___ DATASET ENTRIES ___

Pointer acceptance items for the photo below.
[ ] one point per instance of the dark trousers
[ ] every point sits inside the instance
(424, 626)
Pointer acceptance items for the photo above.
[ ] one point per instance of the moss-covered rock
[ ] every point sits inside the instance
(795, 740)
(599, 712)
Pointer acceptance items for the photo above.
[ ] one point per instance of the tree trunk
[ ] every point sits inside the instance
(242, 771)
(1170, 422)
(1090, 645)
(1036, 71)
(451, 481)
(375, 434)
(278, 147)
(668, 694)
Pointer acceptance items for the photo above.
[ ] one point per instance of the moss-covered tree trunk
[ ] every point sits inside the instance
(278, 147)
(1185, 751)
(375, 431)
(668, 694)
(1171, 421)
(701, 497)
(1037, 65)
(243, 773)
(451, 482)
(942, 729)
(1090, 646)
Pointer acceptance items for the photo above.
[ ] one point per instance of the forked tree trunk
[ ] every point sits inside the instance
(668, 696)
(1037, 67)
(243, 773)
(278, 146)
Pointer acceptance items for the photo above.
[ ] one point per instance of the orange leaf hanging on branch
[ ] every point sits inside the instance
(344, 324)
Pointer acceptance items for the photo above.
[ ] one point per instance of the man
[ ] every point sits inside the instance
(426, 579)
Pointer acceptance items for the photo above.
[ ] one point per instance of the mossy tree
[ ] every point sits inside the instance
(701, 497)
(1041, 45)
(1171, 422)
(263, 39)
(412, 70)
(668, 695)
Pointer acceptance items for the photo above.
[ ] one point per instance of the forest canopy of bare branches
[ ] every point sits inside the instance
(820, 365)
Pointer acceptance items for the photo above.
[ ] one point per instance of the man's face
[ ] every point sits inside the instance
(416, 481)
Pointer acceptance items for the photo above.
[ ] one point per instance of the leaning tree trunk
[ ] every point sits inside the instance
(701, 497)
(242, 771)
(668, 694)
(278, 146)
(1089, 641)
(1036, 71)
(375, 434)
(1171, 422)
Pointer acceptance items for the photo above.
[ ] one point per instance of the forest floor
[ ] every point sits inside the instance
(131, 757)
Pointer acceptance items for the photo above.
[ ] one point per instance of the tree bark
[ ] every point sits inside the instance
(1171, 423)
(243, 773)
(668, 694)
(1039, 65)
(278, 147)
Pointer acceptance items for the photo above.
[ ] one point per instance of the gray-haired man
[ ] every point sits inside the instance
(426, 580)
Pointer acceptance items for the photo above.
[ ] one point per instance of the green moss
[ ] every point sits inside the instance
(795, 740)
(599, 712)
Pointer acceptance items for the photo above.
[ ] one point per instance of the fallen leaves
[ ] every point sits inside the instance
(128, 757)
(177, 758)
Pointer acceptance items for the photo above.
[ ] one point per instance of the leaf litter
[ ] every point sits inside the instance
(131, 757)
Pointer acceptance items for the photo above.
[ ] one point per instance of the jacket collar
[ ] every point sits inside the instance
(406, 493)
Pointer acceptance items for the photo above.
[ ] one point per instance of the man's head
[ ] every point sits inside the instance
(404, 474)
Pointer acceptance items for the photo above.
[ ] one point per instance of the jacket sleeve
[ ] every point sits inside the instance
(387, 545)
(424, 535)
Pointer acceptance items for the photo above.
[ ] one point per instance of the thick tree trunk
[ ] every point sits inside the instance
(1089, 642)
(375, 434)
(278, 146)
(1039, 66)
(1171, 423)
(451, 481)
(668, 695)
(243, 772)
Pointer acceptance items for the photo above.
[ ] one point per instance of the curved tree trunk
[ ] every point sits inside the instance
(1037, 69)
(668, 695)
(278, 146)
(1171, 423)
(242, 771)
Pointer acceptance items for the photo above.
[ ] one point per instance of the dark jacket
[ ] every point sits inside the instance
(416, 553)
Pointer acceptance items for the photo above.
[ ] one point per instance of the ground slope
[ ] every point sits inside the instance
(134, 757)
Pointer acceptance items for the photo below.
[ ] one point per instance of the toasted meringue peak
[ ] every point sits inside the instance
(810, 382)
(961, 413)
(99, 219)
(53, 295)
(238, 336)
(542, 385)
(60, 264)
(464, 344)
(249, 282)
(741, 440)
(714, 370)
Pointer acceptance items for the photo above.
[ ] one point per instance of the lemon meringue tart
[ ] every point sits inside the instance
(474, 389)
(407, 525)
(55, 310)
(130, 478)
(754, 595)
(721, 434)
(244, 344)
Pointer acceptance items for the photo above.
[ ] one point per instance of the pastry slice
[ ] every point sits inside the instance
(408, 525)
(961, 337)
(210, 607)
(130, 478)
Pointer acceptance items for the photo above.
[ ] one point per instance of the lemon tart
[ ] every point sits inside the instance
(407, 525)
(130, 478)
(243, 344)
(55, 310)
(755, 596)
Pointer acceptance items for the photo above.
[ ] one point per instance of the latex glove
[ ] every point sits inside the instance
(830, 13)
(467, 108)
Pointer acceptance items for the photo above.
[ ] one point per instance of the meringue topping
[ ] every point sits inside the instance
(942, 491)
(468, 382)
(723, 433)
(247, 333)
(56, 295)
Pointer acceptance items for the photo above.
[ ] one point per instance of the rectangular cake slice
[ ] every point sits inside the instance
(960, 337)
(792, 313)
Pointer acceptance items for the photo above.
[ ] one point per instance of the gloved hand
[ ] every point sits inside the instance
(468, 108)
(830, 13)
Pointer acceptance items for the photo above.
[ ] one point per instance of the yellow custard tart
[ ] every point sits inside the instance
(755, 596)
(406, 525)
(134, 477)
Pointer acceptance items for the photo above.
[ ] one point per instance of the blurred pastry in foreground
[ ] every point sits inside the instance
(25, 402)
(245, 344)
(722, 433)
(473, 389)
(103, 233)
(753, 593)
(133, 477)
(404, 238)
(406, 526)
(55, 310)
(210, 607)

___

## [ACTIVITY]
From the entries above, list each line with "tree" in it.

## [ANSWER SECTION]
[ ] one point per instance of the tree trunk
[ ] one point per instance of the moss-covered tree trunk
[ ] one point per instance of the forked tree trunk
[ ] one point per instance of the mossy tree
[ ] one point per instance of the leaning tree trunk
[ ] one point per instance of the tree bark
[ ] one point per instance of the thick tree trunk
[ ] one point per instance of the curved tree trunk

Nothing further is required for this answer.